**DATASET**
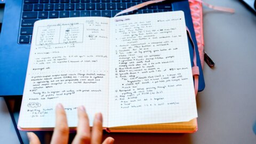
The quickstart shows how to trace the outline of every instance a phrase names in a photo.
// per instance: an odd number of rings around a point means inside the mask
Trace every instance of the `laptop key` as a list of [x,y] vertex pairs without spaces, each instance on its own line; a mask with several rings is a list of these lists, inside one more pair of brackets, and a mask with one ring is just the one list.
[[127,8],[129,8],[136,5],[135,3],[127,3]]
[[101,16],[104,17],[111,17],[111,11],[102,11]]
[[33,27],[22,27],[20,28],[21,35],[32,35]]
[[71,0],[72,3],[78,3],[80,2],[80,0]]
[[63,11],[64,10],[63,4],[56,4],[54,5],[54,10],[55,11]]
[[153,13],[153,11],[150,10],[143,10],[143,13]]
[[91,0],[92,3],[99,3],[100,0]]
[[52,4],[47,4],[44,5],[45,11],[52,11],[53,10],[54,5]]
[[24,4],[23,10],[25,11],[31,11],[33,10],[33,4]]
[[59,3],[60,2],[60,0],[51,0],[50,2],[51,3]]
[[20,36],[19,42],[22,44],[27,44],[29,43],[29,36]]
[[85,10],[84,4],[76,4],[76,10]]
[[60,0],[61,3],[69,3],[69,0]]
[[117,10],[117,11],[112,11],[112,17],[114,17],[115,15],[116,15],[116,14],[121,12],[121,11],[119,11],[119,10]]
[[142,10],[136,10],[136,11],[134,11],[134,12],[133,12],[133,14],[140,14],[140,13],[142,13]]
[[110,0],[101,0],[102,3],[109,3]]
[[92,11],[91,16],[92,17],[100,17],[101,16],[100,11]]
[[106,4],[105,3],[97,4],[96,9],[100,10],[106,10]]
[[[141,3],[137,3],[137,4],[141,4]],[[147,9],[147,6],[145,6],[141,8],[140,8],[140,10],[146,10]]]
[[48,18],[48,12],[39,12],[38,18],[46,19]]
[[59,12],[53,11],[49,12],[49,18],[59,18]]
[[21,21],[21,26],[22,27],[33,27],[34,23],[38,19],[22,20]]
[[22,18],[23,19],[36,19],[37,18],[37,12],[23,12]]
[[155,5],[155,4],[150,4],[150,5],[148,5],[148,9],[157,9],[157,6],[156,6],[156,5]]
[[35,4],[38,3],[38,0],[25,0],[24,3],[25,4]]
[[69,17],[69,12],[68,11],[60,12],[60,18],[68,18]]
[[90,17],[91,12],[88,11],[82,11],[81,15],[81,17]]
[[116,8],[117,9],[117,10],[126,9],[126,4],[123,3],[117,3],[116,4]]
[[86,10],[95,10],[95,4],[86,4]]
[[70,11],[70,17],[79,17],[80,12],[79,11]]
[[90,3],[90,0],[81,0],[81,3]]
[[107,10],[115,10],[116,4],[115,3],[108,3],[107,4]]
[[35,4],[34,5],[34,11],[42,11],[44,9],[43,4]]
[[48,3],[49,2],[49,0],[40,0],[39,3]]
[[75,10],[75,4],[65,4],[65,10]]
[[153,12],[162,12],[163,10],[154,10]]
[[172,9],[172,4],[171,3],[159,3],[157,5],[157,7],[158,9]]

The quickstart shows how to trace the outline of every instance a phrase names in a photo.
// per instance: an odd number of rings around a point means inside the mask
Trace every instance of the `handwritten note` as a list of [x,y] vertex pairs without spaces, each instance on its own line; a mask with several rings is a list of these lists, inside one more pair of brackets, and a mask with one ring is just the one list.
[[18,125],[53,127],[62,103],[70,127],[84,105],[92,126],[197,117],[182,12],[36,22]]
[[109,124],[188,121],[197,114],[183,14],[141,16],[111,20]]
[[100,111],[107,125],[109,21],[84,18],[37,22],[20,126],[54,126],[58,103],[65,108],[69,126],[76,126],[80,105],[86,107],[91,125]]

**SHORT EXERCISE**
Return each line of the entries above that contains the word "pairs".

**FINAL RESULT**
Trace every instance of the `laptop key` as a list of [x,y] vertex pairs without spaces, each instance on its own line; a mask with several rings is a list of these lists, inside one more pair of brackets, and a mask with one ring is just the one list.
Trace every instance of the `handwritten note` as a list of [x,y] vertex pairs without spaces, each instance on its own line; a mask with several rings is a list of these lists, inside one more pair of brackets, and a mask with one ring is just the one list.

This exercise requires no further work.